What is needed: Show every line in the rows below that contains the string "clicks", matching case exactly.

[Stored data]
————————

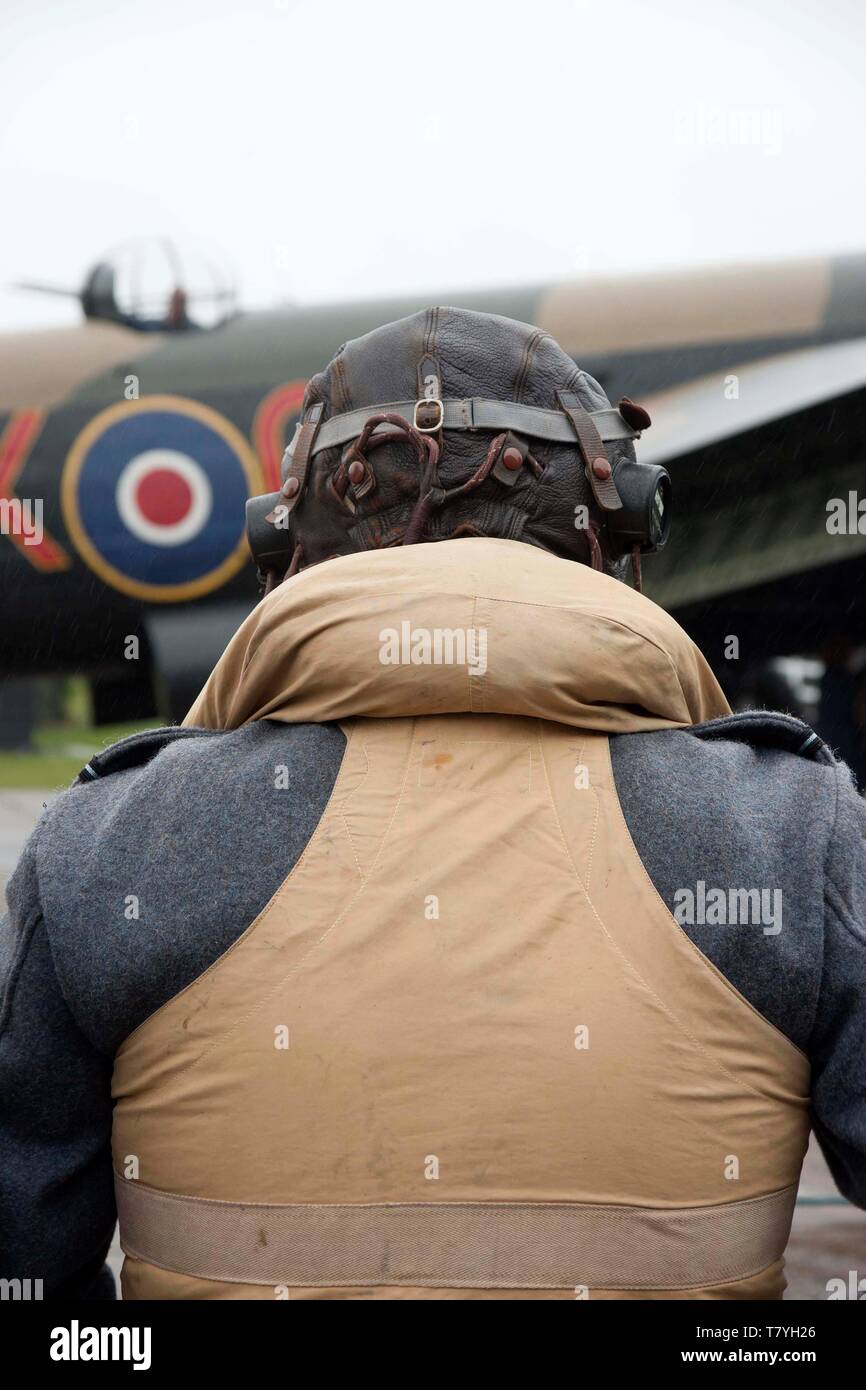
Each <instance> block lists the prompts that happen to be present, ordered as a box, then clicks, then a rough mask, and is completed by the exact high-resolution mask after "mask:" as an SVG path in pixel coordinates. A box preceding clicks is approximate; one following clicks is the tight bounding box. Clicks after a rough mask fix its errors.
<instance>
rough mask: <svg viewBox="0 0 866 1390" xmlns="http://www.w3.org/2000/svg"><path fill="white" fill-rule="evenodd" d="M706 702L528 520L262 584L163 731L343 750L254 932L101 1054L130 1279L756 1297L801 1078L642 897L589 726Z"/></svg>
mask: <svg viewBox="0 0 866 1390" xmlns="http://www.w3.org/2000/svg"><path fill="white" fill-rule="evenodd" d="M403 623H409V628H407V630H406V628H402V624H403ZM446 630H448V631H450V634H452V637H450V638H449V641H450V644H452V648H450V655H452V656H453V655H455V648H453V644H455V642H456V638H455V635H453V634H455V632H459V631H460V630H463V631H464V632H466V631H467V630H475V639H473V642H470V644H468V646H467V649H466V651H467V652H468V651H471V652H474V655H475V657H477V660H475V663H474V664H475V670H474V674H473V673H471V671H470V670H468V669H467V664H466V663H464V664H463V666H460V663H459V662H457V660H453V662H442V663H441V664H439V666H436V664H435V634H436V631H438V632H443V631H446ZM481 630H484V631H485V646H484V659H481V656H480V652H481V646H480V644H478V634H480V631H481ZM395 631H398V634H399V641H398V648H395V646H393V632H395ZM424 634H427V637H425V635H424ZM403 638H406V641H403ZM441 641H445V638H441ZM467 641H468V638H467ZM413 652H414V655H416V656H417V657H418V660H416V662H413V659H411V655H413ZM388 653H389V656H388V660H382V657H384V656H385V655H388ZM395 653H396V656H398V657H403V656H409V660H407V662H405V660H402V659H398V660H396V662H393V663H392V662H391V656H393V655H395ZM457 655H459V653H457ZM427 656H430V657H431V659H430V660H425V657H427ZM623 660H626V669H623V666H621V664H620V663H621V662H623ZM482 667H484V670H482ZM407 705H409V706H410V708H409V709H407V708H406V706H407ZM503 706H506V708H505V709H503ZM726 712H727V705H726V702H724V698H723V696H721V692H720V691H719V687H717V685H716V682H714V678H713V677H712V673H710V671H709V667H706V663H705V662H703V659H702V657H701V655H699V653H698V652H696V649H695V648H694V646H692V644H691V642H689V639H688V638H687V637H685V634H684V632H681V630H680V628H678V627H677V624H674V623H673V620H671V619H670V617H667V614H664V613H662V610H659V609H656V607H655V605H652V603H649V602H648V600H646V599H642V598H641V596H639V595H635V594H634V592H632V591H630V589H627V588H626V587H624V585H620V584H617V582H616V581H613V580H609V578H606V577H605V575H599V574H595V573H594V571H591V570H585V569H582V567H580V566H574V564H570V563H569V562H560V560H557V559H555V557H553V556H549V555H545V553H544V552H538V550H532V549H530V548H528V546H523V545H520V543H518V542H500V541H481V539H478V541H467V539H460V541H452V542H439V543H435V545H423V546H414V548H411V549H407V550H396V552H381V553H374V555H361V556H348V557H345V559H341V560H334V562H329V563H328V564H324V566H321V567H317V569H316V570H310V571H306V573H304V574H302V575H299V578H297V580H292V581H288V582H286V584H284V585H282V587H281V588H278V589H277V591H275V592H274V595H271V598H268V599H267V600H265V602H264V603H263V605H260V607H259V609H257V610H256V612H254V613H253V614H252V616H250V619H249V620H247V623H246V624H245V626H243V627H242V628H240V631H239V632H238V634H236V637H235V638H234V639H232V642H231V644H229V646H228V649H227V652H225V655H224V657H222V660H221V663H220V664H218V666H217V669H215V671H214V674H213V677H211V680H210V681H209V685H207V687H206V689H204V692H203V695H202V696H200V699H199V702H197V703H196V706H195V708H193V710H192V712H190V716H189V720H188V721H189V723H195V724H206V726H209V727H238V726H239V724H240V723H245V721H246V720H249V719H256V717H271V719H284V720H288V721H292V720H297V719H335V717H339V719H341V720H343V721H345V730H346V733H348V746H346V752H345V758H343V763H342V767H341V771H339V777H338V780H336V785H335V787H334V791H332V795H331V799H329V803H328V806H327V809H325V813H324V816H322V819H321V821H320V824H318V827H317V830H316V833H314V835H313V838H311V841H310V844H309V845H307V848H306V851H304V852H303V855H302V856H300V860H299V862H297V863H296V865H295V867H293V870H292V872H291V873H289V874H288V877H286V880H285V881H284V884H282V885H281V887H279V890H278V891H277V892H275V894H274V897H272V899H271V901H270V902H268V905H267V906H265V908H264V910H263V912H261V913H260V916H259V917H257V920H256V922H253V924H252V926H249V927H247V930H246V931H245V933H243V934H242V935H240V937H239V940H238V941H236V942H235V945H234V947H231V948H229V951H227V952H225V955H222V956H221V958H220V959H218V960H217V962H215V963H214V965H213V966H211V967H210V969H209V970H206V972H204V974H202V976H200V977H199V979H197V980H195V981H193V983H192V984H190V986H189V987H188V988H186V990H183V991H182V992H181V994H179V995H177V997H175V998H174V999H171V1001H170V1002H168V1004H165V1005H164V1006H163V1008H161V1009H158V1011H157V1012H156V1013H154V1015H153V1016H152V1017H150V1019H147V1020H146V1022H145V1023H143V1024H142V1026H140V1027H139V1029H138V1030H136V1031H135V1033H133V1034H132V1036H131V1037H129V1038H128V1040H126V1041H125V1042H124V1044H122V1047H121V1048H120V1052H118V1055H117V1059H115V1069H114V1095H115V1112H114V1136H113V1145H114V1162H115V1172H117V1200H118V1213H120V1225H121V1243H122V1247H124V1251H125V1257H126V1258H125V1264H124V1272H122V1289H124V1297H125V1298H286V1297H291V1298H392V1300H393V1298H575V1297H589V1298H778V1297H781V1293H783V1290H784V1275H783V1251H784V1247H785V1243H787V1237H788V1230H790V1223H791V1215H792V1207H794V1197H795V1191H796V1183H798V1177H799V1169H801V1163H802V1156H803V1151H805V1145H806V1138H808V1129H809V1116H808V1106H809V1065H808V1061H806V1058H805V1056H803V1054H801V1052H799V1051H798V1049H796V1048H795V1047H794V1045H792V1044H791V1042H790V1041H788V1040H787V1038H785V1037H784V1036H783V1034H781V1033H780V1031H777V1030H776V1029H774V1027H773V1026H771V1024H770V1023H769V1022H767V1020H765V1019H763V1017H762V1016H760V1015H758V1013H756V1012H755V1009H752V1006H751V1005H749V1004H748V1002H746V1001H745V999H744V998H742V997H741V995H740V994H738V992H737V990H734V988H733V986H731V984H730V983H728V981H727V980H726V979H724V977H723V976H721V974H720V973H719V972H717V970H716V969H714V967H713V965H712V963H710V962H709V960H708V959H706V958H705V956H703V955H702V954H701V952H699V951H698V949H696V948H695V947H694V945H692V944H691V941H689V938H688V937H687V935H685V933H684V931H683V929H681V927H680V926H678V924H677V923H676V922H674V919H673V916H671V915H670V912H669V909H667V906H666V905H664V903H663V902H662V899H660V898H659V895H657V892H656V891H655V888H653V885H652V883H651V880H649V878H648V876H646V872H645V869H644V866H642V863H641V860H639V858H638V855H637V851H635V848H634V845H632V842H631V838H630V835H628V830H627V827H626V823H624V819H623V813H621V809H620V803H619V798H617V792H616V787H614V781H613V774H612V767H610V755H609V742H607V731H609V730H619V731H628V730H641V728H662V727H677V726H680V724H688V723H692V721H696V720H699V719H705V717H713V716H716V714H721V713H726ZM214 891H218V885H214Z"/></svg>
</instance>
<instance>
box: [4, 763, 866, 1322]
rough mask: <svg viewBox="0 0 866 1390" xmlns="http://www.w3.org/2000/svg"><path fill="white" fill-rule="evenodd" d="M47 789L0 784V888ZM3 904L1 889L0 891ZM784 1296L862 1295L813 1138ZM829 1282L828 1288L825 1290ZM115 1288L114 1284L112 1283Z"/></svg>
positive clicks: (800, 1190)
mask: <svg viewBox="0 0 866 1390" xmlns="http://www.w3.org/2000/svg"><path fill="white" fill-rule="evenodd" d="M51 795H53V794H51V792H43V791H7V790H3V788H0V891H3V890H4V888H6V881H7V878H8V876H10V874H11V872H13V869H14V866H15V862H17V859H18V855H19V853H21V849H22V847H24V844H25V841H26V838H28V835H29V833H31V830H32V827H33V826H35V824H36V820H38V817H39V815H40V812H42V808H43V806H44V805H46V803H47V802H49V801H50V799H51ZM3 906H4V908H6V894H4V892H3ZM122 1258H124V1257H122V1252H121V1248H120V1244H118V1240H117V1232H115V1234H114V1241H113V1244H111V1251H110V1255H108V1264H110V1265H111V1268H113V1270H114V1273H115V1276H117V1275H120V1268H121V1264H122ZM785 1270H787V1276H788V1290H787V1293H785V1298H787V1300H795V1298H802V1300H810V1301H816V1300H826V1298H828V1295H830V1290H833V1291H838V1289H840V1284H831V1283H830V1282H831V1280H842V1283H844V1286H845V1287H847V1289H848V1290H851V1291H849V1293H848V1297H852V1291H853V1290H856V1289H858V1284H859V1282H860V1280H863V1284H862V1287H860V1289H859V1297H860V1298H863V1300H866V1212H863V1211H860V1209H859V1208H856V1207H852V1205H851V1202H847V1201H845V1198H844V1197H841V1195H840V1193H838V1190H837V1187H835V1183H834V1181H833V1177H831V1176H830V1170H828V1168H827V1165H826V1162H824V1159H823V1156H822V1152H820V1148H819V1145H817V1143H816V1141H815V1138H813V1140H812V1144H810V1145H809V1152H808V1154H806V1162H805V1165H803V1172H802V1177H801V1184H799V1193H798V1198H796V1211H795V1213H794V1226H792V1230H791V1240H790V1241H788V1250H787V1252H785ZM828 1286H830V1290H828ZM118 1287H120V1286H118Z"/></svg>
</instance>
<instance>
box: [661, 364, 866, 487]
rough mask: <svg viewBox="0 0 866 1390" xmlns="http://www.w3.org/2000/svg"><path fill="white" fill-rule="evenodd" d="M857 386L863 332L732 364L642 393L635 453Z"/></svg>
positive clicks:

————————

Finished task:
Each <instance> block lists the prompts that happen to be present, ordered as a box, then clicks, then a rough mask, and is completed by the exact high-resolution mask after "mask:" as an SVG path in pixel coordinates. A box preceding clicks is approximate; one following clicks is the tight bounding box. Clicks after a rough mask fix its errors.
positive clicks: (800, 1190)
positive clicks:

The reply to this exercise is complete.